### WORK REQUIRED
Pick each line containing the word "instance" out of the data below.

### DATA SHOWN
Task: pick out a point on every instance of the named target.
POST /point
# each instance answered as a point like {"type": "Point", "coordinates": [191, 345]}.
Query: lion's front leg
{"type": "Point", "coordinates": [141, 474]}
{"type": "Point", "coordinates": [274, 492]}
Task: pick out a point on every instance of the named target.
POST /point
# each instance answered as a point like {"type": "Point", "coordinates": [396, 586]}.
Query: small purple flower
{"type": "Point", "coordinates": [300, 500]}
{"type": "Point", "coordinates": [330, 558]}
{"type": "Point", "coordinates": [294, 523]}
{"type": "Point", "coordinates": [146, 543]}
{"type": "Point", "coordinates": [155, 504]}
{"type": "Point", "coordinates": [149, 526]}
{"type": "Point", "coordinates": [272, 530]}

### ANSWER FOR THE TASK
Task: pick out a point on every instance of the named target.
# each instance answered as a point like {"type": "Point", "coordinates": [191, 345]}.
Task: pick out a point on every instance of the named target.
# each instance answered as a point like {"type": "Point", "coordinates": [396, 586]}.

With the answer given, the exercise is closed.